● **RECORDS TO PROCESS**:

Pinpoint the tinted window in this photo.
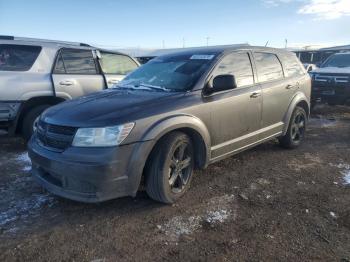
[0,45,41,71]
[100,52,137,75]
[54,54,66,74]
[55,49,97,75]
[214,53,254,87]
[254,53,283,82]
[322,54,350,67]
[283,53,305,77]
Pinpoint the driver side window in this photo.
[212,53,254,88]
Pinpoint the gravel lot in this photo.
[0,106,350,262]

---

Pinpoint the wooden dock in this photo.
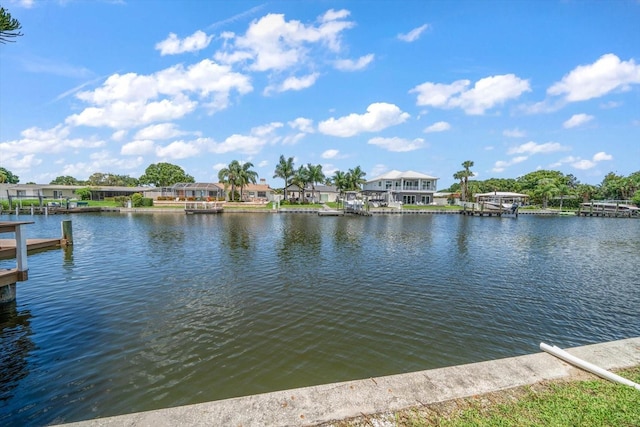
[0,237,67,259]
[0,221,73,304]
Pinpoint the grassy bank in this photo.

● **BRIEF**: Rewrite the stretch from "Pinpoint the tinted window in this photo." through "[0,106,350,262]" as a two-column CSV with the headers item_text and answer, one row per item. Put each field in quotes, turn line breaks into spaces, and leave the pictures out.

● **THE ANSWER**:
item_text,answer
"Pinpoint the tinted window in this photo.","[0,45,41,71] [100,52,137,75] [54,54,66,74] [55,49,97,75] [214,53,254,87] [254,53,283,82] [322,54,350,67] [283,53,305,77]"
"Pinpoint the driver side window in this photo.","[212,53,254,88]"
"Pinpoint the gravel lot in this photo.","[0,106,350,262]"